* **Request**:
Please find every line in the material below that contains the string "Target" and copy each one. Matching is case-sensitive.

* **Dataset extract**:
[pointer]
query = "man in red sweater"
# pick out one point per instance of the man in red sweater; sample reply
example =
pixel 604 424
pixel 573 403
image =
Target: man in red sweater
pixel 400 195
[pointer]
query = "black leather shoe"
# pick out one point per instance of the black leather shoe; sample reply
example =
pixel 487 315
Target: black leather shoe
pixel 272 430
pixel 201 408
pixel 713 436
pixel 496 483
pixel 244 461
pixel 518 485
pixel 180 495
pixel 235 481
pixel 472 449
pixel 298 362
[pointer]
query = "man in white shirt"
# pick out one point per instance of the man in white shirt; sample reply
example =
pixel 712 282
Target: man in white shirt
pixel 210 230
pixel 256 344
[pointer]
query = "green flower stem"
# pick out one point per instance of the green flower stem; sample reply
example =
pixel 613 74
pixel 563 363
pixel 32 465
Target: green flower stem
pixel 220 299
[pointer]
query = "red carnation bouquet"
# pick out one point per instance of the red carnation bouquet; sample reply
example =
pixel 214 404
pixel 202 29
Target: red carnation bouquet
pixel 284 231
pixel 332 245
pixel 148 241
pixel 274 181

...

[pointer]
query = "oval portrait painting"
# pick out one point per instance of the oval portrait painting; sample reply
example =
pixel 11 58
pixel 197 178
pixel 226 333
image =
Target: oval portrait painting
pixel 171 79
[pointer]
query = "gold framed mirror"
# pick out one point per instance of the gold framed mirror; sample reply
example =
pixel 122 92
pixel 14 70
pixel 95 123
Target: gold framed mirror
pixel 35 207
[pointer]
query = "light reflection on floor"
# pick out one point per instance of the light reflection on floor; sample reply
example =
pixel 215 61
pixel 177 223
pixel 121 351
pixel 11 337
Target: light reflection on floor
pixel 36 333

---

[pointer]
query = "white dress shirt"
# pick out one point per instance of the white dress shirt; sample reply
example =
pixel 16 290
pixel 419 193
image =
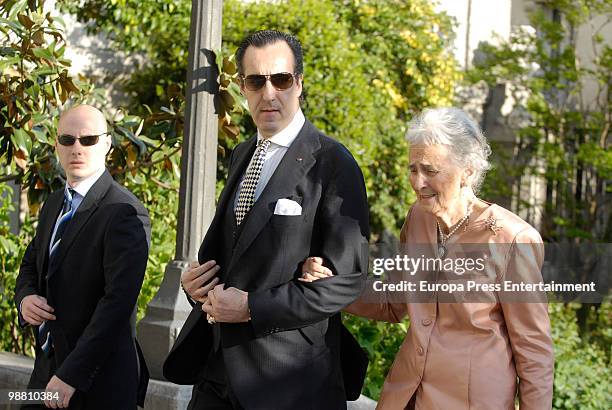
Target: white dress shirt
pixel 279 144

* **Task answer**:
Target: man in red sweater
Target: black leather shoe
Target: man in white shirt
Target: green flower stem
Target: red carnation bouquet
Target: oval portrait painting
Target: gold framed mirror
Target: light reflection on floor
Target: white dress shirt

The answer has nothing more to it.